Image-grounded pointing data:
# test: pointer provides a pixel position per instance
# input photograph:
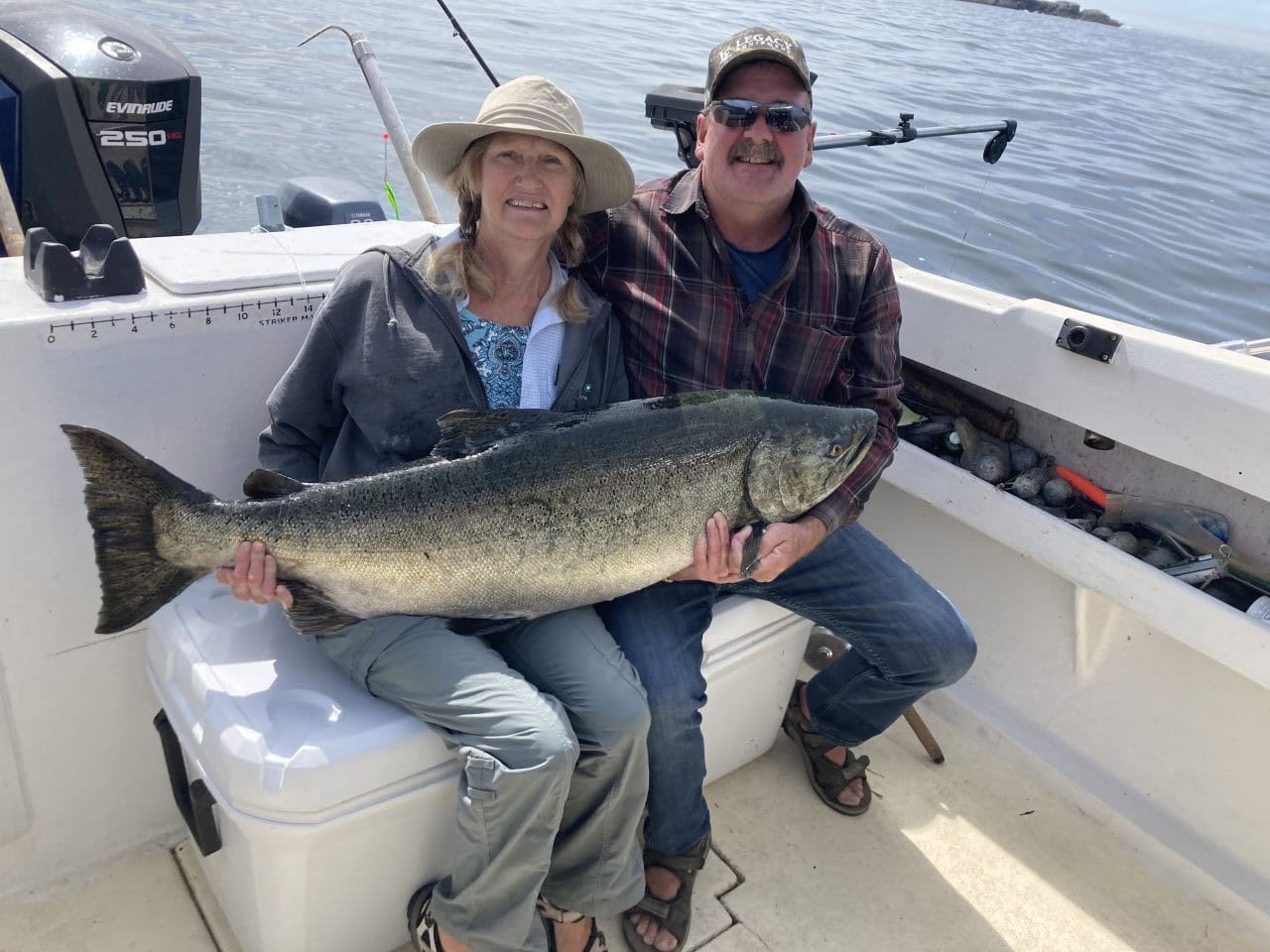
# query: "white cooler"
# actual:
(318, 809)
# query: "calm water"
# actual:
(1138, 185)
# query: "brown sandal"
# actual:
(675, 915)
(826, 778)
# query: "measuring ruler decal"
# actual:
(257, 313)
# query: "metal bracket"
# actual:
(1088, 341)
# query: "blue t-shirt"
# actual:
(499, 356)
(756, 271)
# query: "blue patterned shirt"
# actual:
(499, 356)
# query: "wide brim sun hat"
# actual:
(536, 107)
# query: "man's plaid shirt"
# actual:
(826, 329)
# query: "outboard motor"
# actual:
(98, 125)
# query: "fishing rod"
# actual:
(676, 108)
(907, 132)
(391, 118)
(462, 36)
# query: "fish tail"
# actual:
(122, 490)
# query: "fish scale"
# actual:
(543, 512)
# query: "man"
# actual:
(729, 276)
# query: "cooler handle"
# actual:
(194, 800)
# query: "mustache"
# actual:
(748, 149)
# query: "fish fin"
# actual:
(121, 492)
(486, 627)
(470, 431)
(313, 613)
(268, 484)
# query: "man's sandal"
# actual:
(553, 914)
(675, 915)
(826, 778)
(425, 936)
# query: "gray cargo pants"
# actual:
(550, 725)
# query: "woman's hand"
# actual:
(715, 556)
(254, 576)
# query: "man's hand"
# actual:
(254, 576)
(784, 543)
(716, 556)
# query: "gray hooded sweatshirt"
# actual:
(385, 357)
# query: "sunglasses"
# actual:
(742, 113)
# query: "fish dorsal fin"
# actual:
(313, 613)
(267, 484)
(470, 431)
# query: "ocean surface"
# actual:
(1138, 184)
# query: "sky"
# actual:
(1238, 22)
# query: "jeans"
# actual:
(906, 640)
(549, 722)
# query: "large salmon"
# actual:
(517, 513)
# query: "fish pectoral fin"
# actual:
(470, 431)
(267, 484)
(486, 627)
(749, 552)
(313, 613)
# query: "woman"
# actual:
(548, 717)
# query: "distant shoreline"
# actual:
(1055, 8)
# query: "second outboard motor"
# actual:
(99, 123)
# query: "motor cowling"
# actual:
(99, 123)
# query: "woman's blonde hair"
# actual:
(457, 270)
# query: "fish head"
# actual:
(804, 453)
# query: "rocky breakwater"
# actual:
(1055, 8)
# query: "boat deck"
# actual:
(992, 851)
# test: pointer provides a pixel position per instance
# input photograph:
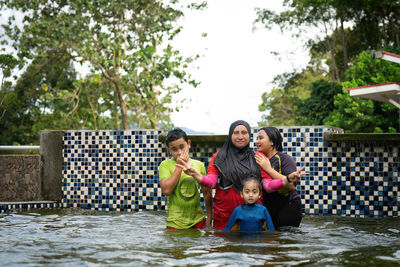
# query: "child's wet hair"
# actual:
(254, 178)
(174, 135)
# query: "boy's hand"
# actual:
(188, 169)
(296, 176)
(263, 161)
(184, 156)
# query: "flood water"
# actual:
(69, 237)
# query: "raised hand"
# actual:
(296, 176)
(263, 161)
(188, 169)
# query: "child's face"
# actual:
(178, 147)
(250, 192)
(263, 143)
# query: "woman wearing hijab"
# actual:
(282, 202)
(228, 167)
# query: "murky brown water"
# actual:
(69, 237)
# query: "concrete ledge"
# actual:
(374, 138)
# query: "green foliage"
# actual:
(319, 105)
(355, 114)
(281, 101)
(124, 46)
(371, 25)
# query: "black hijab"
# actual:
(234, 164)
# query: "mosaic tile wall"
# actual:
(118, 171)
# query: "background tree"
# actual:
(314, 109)
(355, 114)
(282, 100)
(371, 25)
(122, 45)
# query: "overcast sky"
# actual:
(237, 65)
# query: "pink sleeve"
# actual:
(271, 185)
(210, 180)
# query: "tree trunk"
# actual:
(122, 104)
(344, 46)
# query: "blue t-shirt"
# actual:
(250, 217)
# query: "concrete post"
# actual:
(51, 146)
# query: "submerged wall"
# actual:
(19, 177)
(118, 170)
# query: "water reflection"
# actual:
(80, 237)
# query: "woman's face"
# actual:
(263, 143)
(240, 136)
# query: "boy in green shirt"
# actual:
(183, 197)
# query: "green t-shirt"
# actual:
(184, 209)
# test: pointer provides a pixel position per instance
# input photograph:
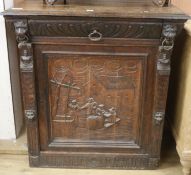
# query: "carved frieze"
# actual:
(81, 28)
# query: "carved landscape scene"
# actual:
(94, 98)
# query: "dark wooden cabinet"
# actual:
(94, 85)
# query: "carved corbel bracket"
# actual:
(30, 114)
(26, 68)
(25, 48)
(158, 117)
(165, 50)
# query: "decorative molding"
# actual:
(107, 29)
(21, 30)
(52, 2)
(80, 160)
(161, 3)
(165, 50)
(25, 48)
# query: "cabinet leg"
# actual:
(186, 167)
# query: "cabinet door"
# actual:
(95, 99)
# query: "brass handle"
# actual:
(95, 36)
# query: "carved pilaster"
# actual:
(27, 84)
(165, 50)
(161, 82)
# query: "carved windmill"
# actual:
(63, 80)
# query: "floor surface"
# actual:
(14, 161)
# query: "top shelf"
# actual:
(37, 8)
(160, 3)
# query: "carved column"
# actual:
(28, 86)
(162, 80)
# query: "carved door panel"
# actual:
(95, 99)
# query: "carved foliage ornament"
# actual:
(165, 50)
(25, 48)
(26, 66)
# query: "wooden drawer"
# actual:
(96, 29)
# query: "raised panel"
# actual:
(94, 98)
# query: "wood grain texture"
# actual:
(91, 87)
(29, 8)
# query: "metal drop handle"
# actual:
(95, 36)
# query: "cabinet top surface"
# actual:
(36, 8)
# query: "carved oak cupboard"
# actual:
(94, 80)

▶ _YOUR TASK_
Output nothing but the records above, word for word, with the pictures removed.

▶ _TASK OUTPUT_
# test: pointer provides a pixel position per instance
# input photograph:
# query: "white cooler"
# actual:
(318, 809)
# query: "calm water"
# actual:
(1138, 185)
# query: "brown sandal"
# actual:
(675, 915)
(826, 778)
# query: "measuring ruler decal"
# actual:
(257, 313)
# query: "metal bracket"
# actual:
(1088, 341)
# query: "blue t-shirt"
# actual:
(499, 356)
(756, 271)
# query: "blue patterned shirt"
# actual:
(499, 356)
# query: "wide brim sun hat"
# actual:
(536, 107)
# query: "man's plaid shirt"
# actual:
(826, 329)
# query: "outboard motor"
# actual:
(98, 125)
# query: "fishing rod"
# actual:
(676, 108)
(907, 132)
(391, 118)
(462, 36)
# query: "fish tail"
# actual:
(122, 490)
# query: "fish scale"
# actual:
(543, 512)
# query: "man"
# actual:
(729, 276)
# query: "cooler handle"
# actual:
(194, 800)
# query: "mustache"
# actual:
(748, 149)
# query: "fish fin"
# actual:
(121, 492)
(486, 627)
(470, 431)
(313, 613)
(268, 484)
# query: "man's sandal"
# actual:
(553, 914)
(675, 915)
(826, 778)
(425, 936)
# query: "gray cargo pants"
# actual:
(550, 725)
# query: "woman's hand"
# actual:
(715, 556)
(254, 576)
# query: "man's hand"
# actual:
(254, 576)
(784, 543)
(716, 556)
# query: "gray hooded sweatshirt"
# actual:
(385, 357)
# query: "sunglasses"
# actual:
(742, 113)
# query: "fish dorsal fin"
# actual:
(313, 613)
(267, 484)
(470, 431)
# query: "ocean surface"
# actual:
(1138, 184)
# query: "sky"
# actual:
(1238, 22)
# query: "jeans"
# actual:
(906, 640)
(549, 722)
# query: "large salmon"
# actual:
(517, 513)
# query: "fish pectoral fin"
# actual:
(470, 431)
(267, 484)
(486, 627)
(749, 552)
(313, 613)
# query: "woman"
# actual:
(548, 717)
# query: "distant shoreline"
# actual:
(1055, 8)
# query: "second outboard motor"
# actual:
(99, 123)
# query: "motor cowling"
# actual:
(99, 123)
# query: "woman's blonde hair"
# actual:
(457, 270)
# query: "fish head"
# actual:
(804, 453)
# query: "rocky breakwater"
# actual:
(1055, 8)
# query: "boat deck"
# actual:
(992, 851)
# test: pointer provides a pixel position per instance
# input photograph:
# query: "child's wet hair"
# actual:
(254, 178)
(174, 135)
# query: "boy's hand"
# actual:
(188, 169)
(296, 176)
(263, 161)
(184, 156)
# query: "flood water"
# actual:
(69, 237)
# query: "raised hand"
# actual:
(296, 176)
(263, 161)
(188, 169)
# query: "child's face"
# actual:
(178, 147)
(250, 192)
(263, 143)
# query: "woman wearing hijab"
# actual:
(282, 202)
(228, 167)
# query: "murky brown water"
# actual:
(69, 237)
# query: "concrete ledge"
# actual:
(374, 138)
# query: "green foliage"
# actual:
(319, 105)
(355, 114)
(281, 101)
(124, 46)
(371, 25)
# query: "black hijab"
# actual:
(234, 164)
# query: "mosaic tile wall"
# actual:
(118, 171)
# query: "background tree"
# actual:
(314, 109)
(355, 114)
(282, 100)
(371, 25)
(122, 45)
# query: "overcast sky"
# actual:
(237, 65)
# query: "pink sleeve"
# actual:
(271, 185)
(210, 180)
# query: "tree trunk"
# actual:
(122, 104)
(344, 46)
# query: "blue t-shirt"
# actual:
(250, 217)
# query: "concrete post"
# actual:
(51, 146)
# query: "submerged wall"
# actual:
(19, 177)
(118, 170)
# query: "water reflection"
# actual:
(80, 237)
# query: "woman's face"
# actual:
(263, 143)
(240, 136)
# query: "boy in green shirt"
# actual:
(183, 197)
# query: "green t-shirt"
# actual:
(184, 209)
# test: pointer provides a pixel position per instance
# input photograph:
# query: "carved frieze"
# actual:
(81, 28)
# query: "carved landscape scene"
# actual:
(94, 98)
# query: "dark wooden cabinet"
# actual:
(94, 85)
# query: "carved corbel bracket"
# actual:
(30, 114)
(26, 68)
(25, 48)
(158, 117)
(165, 50)
# query: "decorative molding"
# actual:
(107, 29)
(21, 30)
(52, 2)
(80, 160)
(161, 3)
(165, 50)
(25, 48)
# query: "cabinet leg"
# actual:
(186, 167)
# query: "cabinet door"
# actual:
(95, 99)
# query: "brass handle"
# actual:
(95, 36)
# query: "carved pilaster"
# actual:
(27, 84)
(165, 50)
(161, 82)
# query: "carved windmill"
# actual:
(63, 80)
# query: "floor surface"
# actual:
(14, 161)
# query: "top shelf"
# actual:
(37, 8)
(160, 3)
# query: "carved column"
# actual:
(28, 86)
(162, 80)
# query: "carved door panel"
# actual:
(95, 99)
# query: "carved foliage ornament"
# actual:
(165, 50)
(25, 48)
(26, 66)
# query: "wooden drawer"
# actual:
(96, 29)
# query: "raised panel"
# actual:
(94, 98)
# query: "wood grain texture"
# actual:
(91, 87)
(29, 8)
# query: "metal drop handle"
# actual:
(95, 36)
# query: "cabinet top surface"
# actual:
(36, 8)
# query: "carved oak cupboard"
# actual:
(94, 80)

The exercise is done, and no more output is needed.